• **Fragmento del texto**:
Ahora que la figura de Joseph Ratzinger ha dejado este mundo, la Iglesia en esta tierra está más sola. Y también lo está el Papa Francisco. El camino sin igual del gran teólogo que se convirtió en Sucesor de Pedro ha sido también un camino de despojo. Desde la curiosa audacia del joven estudiante que amaba confrontarse con toda la amplitud de las cuestiones planteadas por la modernidad a la conciencia y a la condición de los bautizados, hasta las pruebas y sufrimientos apostólicos de los últimos tiempos, hechos también de ataques, juicios mediáticos, acusaciones.
Quizás se necesiten décadas para percibir plenamente los innumerables matices de la profecía que ha entregado a sus compañeros de viaje y al mundo entero, en las muchas estaciones de su larga vida -niño que crecía bajo el nazismo, seminarista, sacerdote, teólogo, profesor, obispo, Prefecto de la Congregación de la Doctrina de la Fe, Papa-. Mientras tanto, ya ahora algunas hebras de esa urdimbre parecen brillar con mayor intensidad y relevancia, en la condición actual de la Iglesia.
Joseph Ratzinger a lo largo de toda su vida, inscrita toda ella en el palpitante misterio de la Iglesia, ha dicho que el tesoro, la perla preciosa, es la fe. Ha remarcado que la fe no es esfuerzo o rendimiento humano, y que puede nacer por gracia de la experiencia de un encuentro: «No se comienza a ser cristiano por una decisión ética o una gran idea, sino por el encuentro con un acontecimiento, con una Persona, que da un nuevo horizonte a la vida y, con ello, una orientación decisiva» (Encíclica Deus caritas est, §1).
Joseph Ratzinger ha dicho que la fe revive no por el esfuerzo ético, el ejercicio espiritual o la profundización cultural, sino por la repetición gratuita e incondicional de los gestos de amor de Jesús en la trama de los días. «La gracia», escribe Tomás de Aquino en la Suma Teológica, «crea la fe no sólo cuando la fe nace en una persona, sino mientras dure la fe». Esa misma frase del Doctor Angelicus fue insertada -como para indicar el centro de toda vida cristiana- en un documento adjunto a la Declaración Conjunta entre católicos y luteranos sobre la Doctrina de la Justificación, firmada y aprobada durante los años en que Joseph Ratziner era Prefecto de la Congregación para la Doctrina de la Fe.

• **Qué se pide**:
Según el texto sobre Joseph Ratzinger, ¿qué dijo él que es el tesoro, la perla preciosa? Los registros no tienen nada que ver con el texto sobre Joseph Ratzinger.

• **Datos proporcionados**:
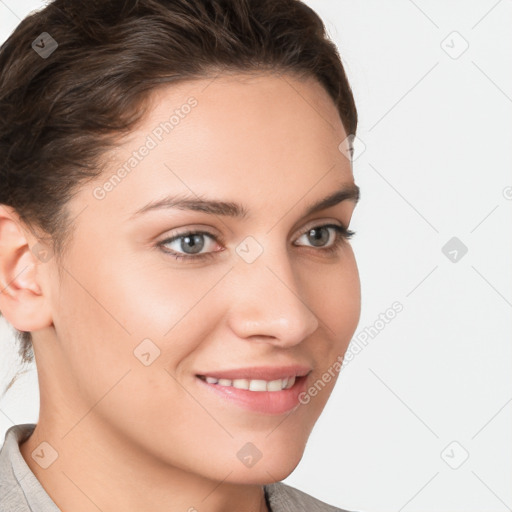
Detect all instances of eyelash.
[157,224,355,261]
--
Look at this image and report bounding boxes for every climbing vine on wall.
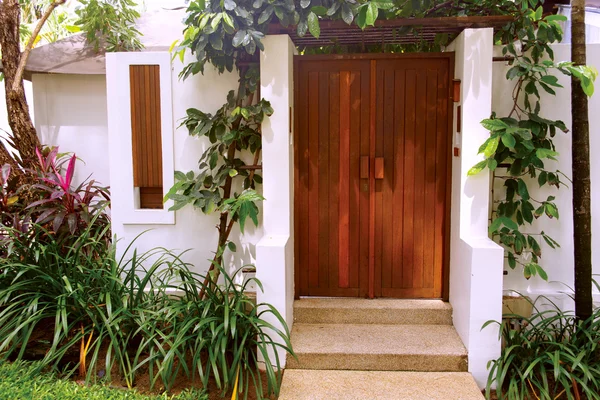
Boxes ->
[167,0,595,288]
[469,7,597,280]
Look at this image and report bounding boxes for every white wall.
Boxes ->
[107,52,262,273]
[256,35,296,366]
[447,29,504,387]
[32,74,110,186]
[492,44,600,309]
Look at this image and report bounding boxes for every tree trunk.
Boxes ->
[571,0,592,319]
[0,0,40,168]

• **Respuesta**:
La fe.